Extracted entries: Begin
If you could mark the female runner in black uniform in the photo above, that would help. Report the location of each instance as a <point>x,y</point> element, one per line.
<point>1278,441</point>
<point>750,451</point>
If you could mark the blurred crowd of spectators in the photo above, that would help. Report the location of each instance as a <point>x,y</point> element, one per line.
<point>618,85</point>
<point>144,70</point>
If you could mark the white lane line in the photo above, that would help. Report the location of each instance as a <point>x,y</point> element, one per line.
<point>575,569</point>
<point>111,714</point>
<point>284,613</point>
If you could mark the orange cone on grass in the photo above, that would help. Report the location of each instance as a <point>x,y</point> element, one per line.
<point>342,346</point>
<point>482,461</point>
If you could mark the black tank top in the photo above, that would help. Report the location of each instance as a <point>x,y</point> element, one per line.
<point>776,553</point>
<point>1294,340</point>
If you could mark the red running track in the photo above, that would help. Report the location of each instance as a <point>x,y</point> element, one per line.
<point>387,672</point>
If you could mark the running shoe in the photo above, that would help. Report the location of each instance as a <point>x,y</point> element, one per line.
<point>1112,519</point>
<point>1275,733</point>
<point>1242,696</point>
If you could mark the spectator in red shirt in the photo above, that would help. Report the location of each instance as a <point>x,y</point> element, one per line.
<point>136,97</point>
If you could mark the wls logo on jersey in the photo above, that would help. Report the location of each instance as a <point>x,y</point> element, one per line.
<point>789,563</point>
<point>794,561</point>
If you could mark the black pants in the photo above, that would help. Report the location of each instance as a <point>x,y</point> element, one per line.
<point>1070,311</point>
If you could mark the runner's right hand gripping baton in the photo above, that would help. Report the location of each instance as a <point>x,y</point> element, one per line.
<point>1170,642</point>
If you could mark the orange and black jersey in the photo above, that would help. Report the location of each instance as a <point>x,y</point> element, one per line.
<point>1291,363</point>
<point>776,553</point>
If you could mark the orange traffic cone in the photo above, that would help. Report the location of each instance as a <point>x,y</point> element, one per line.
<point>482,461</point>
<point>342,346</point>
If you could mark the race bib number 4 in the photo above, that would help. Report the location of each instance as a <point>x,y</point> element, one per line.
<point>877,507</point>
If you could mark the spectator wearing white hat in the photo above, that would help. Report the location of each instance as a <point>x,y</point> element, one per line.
Extracted entries: End
### About this task
No line may be altered or left out when the data is written out.

### Solution for this problem
If you could mark the female runner in black uniform in the photo above, that would help. Report the location of each instance as a <point>x,y</point> element, one per line.
<point>1278,441</point>
<point>750,451</point>
If you could mark the blurred crowd of spectators in the photo above, that would help. Report the location of each instance as a <point>x,y</point> element, one per line.
<point>618,85</point>
<point>144,70</point>
If you could mark the white lane line in the photo above, that would help. Report the location of each instance as a <point>x,y</point> element, one per line.
<point>575,569</point>
<point>111,714</point>
<point>284,613</point>
If you could mark the orange cone on grass in the photo above, that would help. Report the location of each instance as a <point>x,y</point> element, one per line.
<point>342,346</point>
<point>482,461</point>
If you could mark the black tank top in the photo above, that would help. Report the location of each instance as a <point>x,y</point> element, one per line.
<point>776,553</point>
<point>1294,340</point>
If you could mark the red running track in the photo above, that would help. Report the location of each instance as a <point>x,y</point> element, one per line.
<point>387,672</point>
If you could mark the running shoe in the photo above, that would help. Report the location of each instance as a <point>x,y</point> element, one per line.
<point>1112,519</point>
<point>1275,733</point>
<point>1242,696</point>
If you could mark the spectator in red shirt in the photo above, that would help. Report the location of each instance as a <point>x,y</point> element, one per line.
<point>136,97</point>
If you could mark the wls logo on jersey in the photo above, that would help. Report the location of each instance as a <point>x,y</point> element, one per line.
<point>789,563</point>
<point>794,561</point>
If you could mark the black pants in the photo above, that would help. Report the location of each instance as a <point>x,y</point> element, one per line.
<point>1070,311</point>
If you could mark the runner's right hand gripping baton in the photo above, that would help. Report the location of each instance as a <point>x,y</point> element, one per line.
<point>1170,642</point>
If you could mark the orange and black jersey in the photo above, that would help. Report the location of each instance as a <point>x,y</point> element, one per line.
<point>1291,363</point>
<point>776,553</point>
If you could mark the orange traffic cone in the photo above, that would help. Report the location of each instance as a <point>x,y</point> element, one per line.
<point>482,461</point>
<point>342,346</point>
If you could mark the race bib number 4 in the photo above, that would help. Report the location of each instance as a <point>x,y</point> element, one per line.
<point>877,507</point>
If you could mark the spectator wearing white hat in the photo above, that would help. Report the location of each instance as a <point>x,y</point> element, one per line.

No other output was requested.